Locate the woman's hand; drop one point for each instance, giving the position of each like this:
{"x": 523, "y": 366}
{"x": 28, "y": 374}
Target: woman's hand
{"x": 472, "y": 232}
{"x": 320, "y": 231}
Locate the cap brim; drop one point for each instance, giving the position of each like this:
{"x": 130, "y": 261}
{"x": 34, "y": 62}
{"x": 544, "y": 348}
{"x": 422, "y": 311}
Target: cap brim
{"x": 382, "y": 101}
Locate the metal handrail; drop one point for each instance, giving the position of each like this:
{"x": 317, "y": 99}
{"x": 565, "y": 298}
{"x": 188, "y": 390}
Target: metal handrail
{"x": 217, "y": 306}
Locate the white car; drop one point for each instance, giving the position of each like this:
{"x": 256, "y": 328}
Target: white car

★ ★ ★

Exercise brief → Give the listing above as a Markdown table with two columns, "Row" for the running number and "Line" for the text, leaving out any blank lines.

Solution for this problem →
| Row | Line |
|---|---|
| 1 | Locate the woman's hand; drop one point for each instance, giving the position of each like this: |
| 2 | {"x": 523, "y": 366} |
| 3 | {"x": 28, "y": 374} |
| 4 | Target: woman's hand |
| 5 | {"x": 472, "y": 232} |
| 6 | {"x": 320, "y": 231} |
| 7 | Locate the cap brim; drop one point for each instance, giving the position of each like this: |
| 8 | {"x": 130, "y": 261} |
| 9 | {"x": 34, "y": 62} |
| 10 | {"x": 544, "y": 348} |
| 11 | {"x": 422, "y": 311} |
| 12 | Target: cap brim |
| 13 | {"x": 382, "y": 101} |
| 14 | Locate the metal handrail; drop one point for each instance, giving the position of each like this: |
| 15 | {"x": 317, "y": 99} |
| 16 | {"x": 565, "y": 298} |
| 17 | {"x": 188, "y": 390} |
| 18 | Target: metal handrail |
| 19 | {"x": 217, "y": 306} |
| 20 | Locate the white car; drop one point for each instance, giving the position of each like this: |
| 21 | {"x": 256, "y": 328} |
| 22 | Target: white car |